• _Requirements_: Could you turn every one of the lines below into a Markdown table with the columns "Row" and "Line"? Number the rows in order, skip blank lines, and leave the pictures out.

• _Items_:
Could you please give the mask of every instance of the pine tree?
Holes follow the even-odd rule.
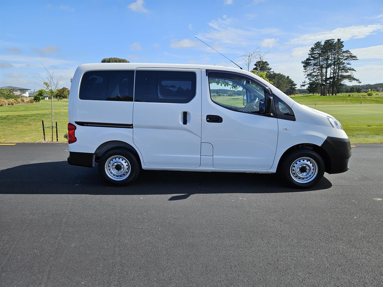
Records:
[[[321,96],[330,93],[336,95],[338,89],[344,85],[345,81],[355,81],[351,61],[358,60],[349,50],[343,50],[344,45],[340,39],[326,40],[323,44],[317,42],[310,49],[308,57],[302,64],[303,72],[308,83],[304,82],[301,87],[308,85],[308,90],[314,93],[319,91]]]

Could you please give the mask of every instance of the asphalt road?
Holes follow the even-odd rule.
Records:
[[[65,144],[0,145],[2,286],[381,286],[383,145],[309,190],[144,171],[108,186]]]

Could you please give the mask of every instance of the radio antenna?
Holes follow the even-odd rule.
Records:
[[[209,46],[208,45],[208,44],[206,44],[206,43],[205,43],[205,42],[204,42],[203,41],[202,41],[202,40],[201,40],[201,39],[198,39],[198,38],[197,38],[197,37],[195,37],[195,38],[196,38],[197,39],[198,39],[198,40],[200,40],[200,41],[201,41],[201,42],[202,42],[203,43],[203,44],[205,44],[205,45],[206,45],[206,46],[207,46],[208,47],[210,47],[210,48],[211,48],[211,49],[213,49],[213,50],[214,50],[214,51],[216,51],[216,52],[217,52],[217,53],[218,53],[218,54],[221,54],[221,55],[222,55],[223,56],[224,56],[224,57],[225,57],[225,58],[226,58],[226,59],[227,59],[228,60],[229,60],[229,61],[230,61],[230,62],[231,62],[232,63],[233,63],[233,64],[234,64],[234,65],[236,65],[238,67],[239,67],[239,68],[240,68],[240,69],[241,69],[241,70],[243,70],[243,69],[242,69],[242,67],[241,67],[241,66],[240,66],[240,65],[238,65],[238,64],[236,64],[236,63],[234,63],[234,62],[233,62],[232,61],[232,60],[230,60],[230,59],[229,59],[228,58],[228,57],[226,57],[226,56],[225,56],[225,55],[223,55],[223,54],[222,54],[221,53],[220,53],[220,52],[218,52],[218,51],[217,51],[216,50],[216,49],[214,49],[214,48],[213,48],[213,47],[211,47],[211,46]]]

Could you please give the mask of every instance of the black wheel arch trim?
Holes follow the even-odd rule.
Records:
[[[349,139],[327,137],[321,145],[330,160],[330,174],[340,173],[349,170],[349,160],[351,157],[351,146]]]

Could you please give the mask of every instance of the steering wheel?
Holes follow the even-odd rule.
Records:
[[[256,106],[255,105],[259,101],[259,99],[256,96],[255,98],[246,104],[245,107],[243,108],[243,111],[248,112],[258,111],[259,111],[259,109],[258,107]],[[254,109],[255,109],[255,110]]]

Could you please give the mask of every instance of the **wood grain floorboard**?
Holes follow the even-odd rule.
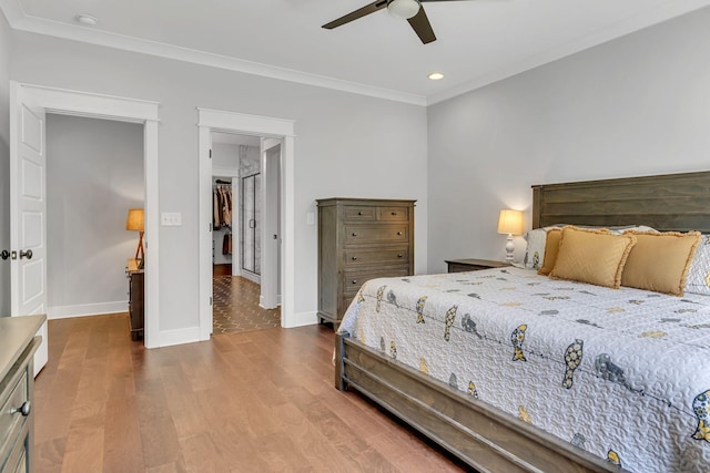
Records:
[[[456,472],[353,392],[333,388],[322,326],[145,350],[125,313],[49,322],[36,383],[36,469],[61,472]]]

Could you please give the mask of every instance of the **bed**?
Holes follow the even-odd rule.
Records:
[[[710,233],[710,172],[532,189],[534,228]],[[708,471],[709,340],[706,295],[513,267],[376,279],[336,335],[335,384],[481,472]]]

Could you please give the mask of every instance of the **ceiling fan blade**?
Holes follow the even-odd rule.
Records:
[[[412,29],[419,37],[424,44],[436,41],[436,34],[432,29],[432,23],[424,11],[424,7],[419,7],[419,12],[407,20],[412,24]]]
[[[351,13],[347,13],[346,16],[341,17],[337,20],[333,20],[329,23],[325,23],[321,28],[325,28],[326,30],[332,30],[333,28],[337,28],[345,23],[349,23],[353,20],[357,20],[358,18],[363,18],[366,14],[374,13],[377,10],[382,10],[383,8],[386,8],[386,7],[387,7],[387,0],[377,0],[361,9],[357,9]]]

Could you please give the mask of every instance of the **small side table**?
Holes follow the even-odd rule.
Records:
[[[491,259],[447,259],[448,273],[478,271],[490,268],[505,268],[511,266],[506,261],[494,261]]]
[[[144,275],[140,269],[140,259],[125,260],[125,274],[129,278],[129,320],[131,321],[131,338],[143,338],[143,294]]]

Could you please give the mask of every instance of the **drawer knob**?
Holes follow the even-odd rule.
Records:
[[[19,412],[23,418],[27,418],[30,415],[30,412],[32,412],[32,404],[30,404],[30,401],[24,401],[19,408],[10,409],[10,414],[14,414],[16,412]]]

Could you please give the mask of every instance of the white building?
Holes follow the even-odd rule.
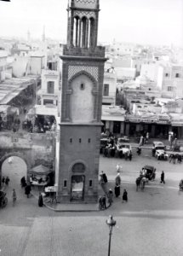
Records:
[[[157,87],[163,97],[183,96],[183,66],[175,64],[160,65],[158,68]]]
[[[42,70],[42,85],[37,91],[38,105],[58,105],[60,94],[60,65],[58,59],[49,60]]]
[[[6,78],[7,56],[5,50],[0,50],[0,82],[4,81]]]
[[[113,69],[104,73],[103,105],[115,105],[117,91],[117,75]]]

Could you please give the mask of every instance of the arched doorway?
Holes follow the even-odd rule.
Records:
[[[26,161],[19,156],[9,156],[6,158],[1,166],[2,177],[9,177],[9,183],[2,183],[2,189],[7,194],[7,197],[9,201],[12,200],[13,189],[16,191],[18,201],[25,200],[25,191],[20,186],[20,179],[25,176],[27,177],[27,165]]]
[[[0,188],[2,186],[2,177],[9,176],[14,181],[14,184],[19,183],[20,178],[25,176],[26,179],[30,170],[31,164],[25,155],[19,152],[5,154],[0,159]],[[18,181],[18,179],[20,180]],[[13,181],[12,180],[12,181]]]
[[[71,201],[84,200],[84,184],[86,167],[83,163],[76,163],[71,168],[73,175],[71,176]]]
[[[27,176],[27,166],[19,156],[9,156],[2,165],[2,177],[9,177],[12,186],[20,184],[20,178]]]

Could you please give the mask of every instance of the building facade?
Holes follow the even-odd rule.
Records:
[[[163,97],[183,97],[183,66],[161,65],[158,68],[157,87],[162,90]]]
[[[62,59],[57,199],[97,202],[105,48],[97,46],[99,0],[68,4]]]

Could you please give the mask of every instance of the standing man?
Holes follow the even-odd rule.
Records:
[[[4,183],[5,183],[5,177],[2,177],[2,186],[3,186],[3,185],[4,185]]]
[[[164,183],[165,184],[165,181],[164,181],[164,172],[162,171],[162,174],[161,174],[161,182],[160,183]]]
[[[106,209],[106,195],[104,195],[101,198],[101,201],[102,201],[102,207],[104,209]]]
[[[106,174],[103,171],[101,171],[101,176],[103,177],[104,183],[107,183],[107,182],[108,182],[107,177],[106,177]]]
[[[6,184],[7,186],[9,186],[9,181],[10,181],[10,179],[9,179],[9,176],[7,176],[7,177],[6,177],[6,179],[5,179],[5,184]]]
[[[31,191],[31,187],[30,183],[27,183],[27,185],[25,188],[25,194],[26,195],[26,197],[29,198],[29,195]]]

• _Solution to the exercise_:
| Row | Line |
|---|---|
| 1 | Could you please give the mask of every instance of the pine tree? |
| 2 | Holes follow the even-odd rule. |
| 3 | Records: |
| 4 | [[[321,96],[330,93],[336,95],[338,89],[344,85],[345,81],[355,81],[351,61],[358,60],[349,50],[343,50],[344,45],[340,39],[326,40],[323,44],[317,42],[310,49],[308,57],[302,64],[303,72],[308,83],[304,82],[301,87],[308,85],[308,90],[314,93],[319,91]]] |
| 5 | Could you please give the mask of every instance of the asphalt road? |
| 6 | Holes follow the even-odd rule. |
| 7 | Records: |
| 8 | [[[65,144],[0,145],[2,286],[381,286],[383,145],[309,190],[144,171],[108,186]]] |
| 9 | Could you please give the mask of every instance of the radio antenna? |
| 10 | Holes follow the even-odd rule. |
| 11 | Records: |
| 12 | [[[209,46],[208,45],[208,44],[206,44],[206,43],[205,43],[205,42],[204,42],[203,41],[202,41],[202,40],[201,40],[201,39],[198,39],[198,38],[197,38],[197,37],[195,37],[195,38],[196,38],[197,39],[198,39],[198,40],[200,40],[200,41],[201,41],[201,42],[202,42],[203,43],[203,44],[205,44],[205,45],[206,45],[206,46],[207,46],[208,47],[210,47],[210,48],[211,48],[211,49],[213,49],[213,50],[214,50],[214,51],[216,51],[216,52],[217,52],[217,53],[218,53],[218,54],[221,54],[221,55],[222,55],[223,56],[224,56],[224,57],[225,57],[225,58],[226,58],[226,59],[227,59],[228,60],[229,60],[229,61],[230,61],[230,62],[231,62],[232,63],[233,63],[233,64],[234,64],[234,65],[236,65],[238,67],[239,67],[239,68],[240,68],[240,69],[241,69],[241,70],[243,70],[243,69],[242,69],[242,67],[241,67],[241,66],[240,66],[240,65],[238,65],[238,64],[236,64],[236,63],[234,63],[234,62],[233,62],[232,61],[232,60],[230,60],[230,59],[229,59],[228,58],[228,57],[226,57],[226,56],[225,56],[225,55],[223,55],[223,54],[222,54],[221,53],[220,53],[220,52],[218,52],[218,51],[217,51],[216,50],[216,49],[214,49],[214,48],[213,48],[213,47],[211,47],[211,46]]] |
| 13 | Could you please give the mask of every instance of the black wheel arch trim? |
| 14 | Holes follow the even-odd rule. |
| 15 | Records: |
| 16 | [[[349,139],[327,137],[321,145],[330,160],[330,174],[340,173],[349,170],[349,160],[351,157],[351,146]]] |
| 17 | Could you please give the mask of every instance of the steering wheel? |
| 18 | Holes follow the even-odd rule. |
| 19 | Records: |
| 20 | [[[256,106],[255,105],[259,101],[259,99],[256,96],[255,98],[246,104],[245,107],[243,108],[243,111],[248,112],[258,111],[259,111],[259,109],[258,107]],[[254,109],[255,109],[255,110]]] |
| 21 | Could you please give the mask of every instance of the **wood grain floorboard**? |
| 22 | Holes follow the even-odd rule. |
| 23 | Records: |
| 24 | [[[456,472],[353,392],[333,388],[322,326],[145,350],[125,313],[49,322],[36,383],[36,469],[61,472]]] |
| 25 | Could you please give the mask of every instance of the **bed**? |
| 26 | Holes follow the even-odd rule. |
| 27 | Records: |
| 28 | [[[710,233],[710,172],[532,189],[534,228]],[[708,471],[709,340],[706,295],[513,267],[376,279],[336,335],[335,384],[481,472]]] |
| 29 | Could you please give the mask of every instance of the **ceiling fan blade**? |
| 30 | Holes follow the even-odd rule. |
| 31 | Records: |
| 32 | [[[412,29],[419,37],[424,44],[436,41],[436,34],[432,29],[432,23],[424,11],[424,7],[419,7],[419,12],[407,20],[412,24]]] |
| 33 | [[[351,13],[347,13],[346,16],[341,17],[337,20],[333,20],[329,23],[325,23],[321,28],[325,28],[326,30],[332,30],[333,28],[337,28],[345,23],[349,23],[353,20],[357,20],[358,18],[363,18],[366,14],[374,13],[377,10],[382,10],[383,8],[386,8],[386,7],[387,7],[387,0],[377,0],[361,9],[357,9]]] |
| 34 | Could you please give the mask of every instance of the **small side table**? |
| 35 | Holes follow the even-odd rule. |
| 36 | Records: |
| 37 | [[[491,259],[447,259],[448,273],[478,271],[490,268],[505,268],[511,266],[506,261],[494,261]]] |
| 38 | [[[144,275],[140,269],[140,259],[125,260],[125,274],[129,278],[129,320],[131,321],[131,338],[143,338],[143,294]]] |
| 39 | Could you please give the mask of every instance of the **drawer knob**? |
| 40 | Holes follow the even-odd rule. |
| 41 | Records: |
| 42 | [[[19,412],[23,418],[27,418],[30,415],[30,412],[32,412],[32,404],[30,404],[30,401],[24,401],[19,408],[10,409],[10,414],[14,414],[16,412]]] |
| 43 | Could you please give the mask of every instance of the white building? |
| 44 | Holes follow the even-odd rule. |
| 45 | Records: |
| 46 | [[[157,87],[163,97],[183,96],[183,66],[175,64],[160,65],[158,68]]] |
| 47 | [[[42,70],[42,85],[37,91],[38,105],[58,105],[60,94],[60,65],[58,59],[49,60]]] |
| 48 | [[[6,78],[7,56],[5,50],[0,50],[0,82],[4,81]]] |
| 49 | [[[113,69],[104,73],[103,105],[115,105],[117,91],[117,75]]] |
| 50 | Could you please give the mask of every instance of the arched doorway? |
| 51 | Holes follow the even-odd rule. |
| 52 | Records: |
| 53 | [[[26,161],[19,156],[9,156],[6,158],[1,166],[2,177],[9,177],[9,183],[2,183],[2,189],[7,194],[7,197],[9,201],[12,200],[13,189],[16,191],[18,201],[25,200],[25,191],[20,186],[20,179],[25,176],[27,177],[27,165]]] |
| 54 | [[[0,188],[2,186],[2,177],[9,176],[14,181],[14,184],[19,183],[20,178],[25,176],[26,179],[30,170],[31,164],[25,155],[19,152],[5,154],[0,159]],[[18,181],[18,179],[20,180]],[[13,181],[12,180],[12,181]]] |
| 55 | [[[71,201],[84,200],[84,184],[86,167],[83,163],[76,163],[71,168],[73,175],[71,176]]] |
| 56 | [[[27,176],[27,166],[19,156],[9,156],[2,165],[2,177],[9,177],[12,186],[20,184],[20,178]]] |
| 57 | Could you please give the mask of every instance of the building facade? |
| 58 | Holes follow the even-odd rule. |
| 59 | Records: |
| 60 | [[[163,97],[183,97],[183,66],[161,65],[158,68],[157,87],[162,90]]] |
| 61 | [[[62,59],[57,199],[97,202],[105,48],[97,46],[99,0],[68,4]]] |
| 62 | Could you please give the mask of every instance of the standing man? |
| 63 | Holes follow the even-odd rule. |
| 64 | Records: |
| 65 | [[[4,183],[5,183],[5,177],[2,177],[2,186],[3,186],[3,185],[4,185]]] |
| 66 | [[[164,183],[165,184],[165,181],[164,181],[164,172],[162,171],[162,174],[161,174],[161,182],[160,183]]] |
| 67 | [[[106,209],[106,195],[104,195],[101,198],[101,201],[102,201],[102,207],[104,209]]] |
| 68 | [[[106,174],[103,171],[101,171],[101,176],[103,177],[104,183],[107,183],[107,182],[108,182],[107,177],[106,177]]] |
| 69 | [[[6,184],[7,186],[9,186],[9,181],[10,181],[10,179],[9,179],[9,176],[7,176],[7,177],[6,177],[6,179],[5,179],[5,184]]] |
| 70 | [[[31,191],[31,187],[30,183],[27,183],[27,185],[25,188],[25,194],[26,195],[26,197],[29,198],[29,195]]] |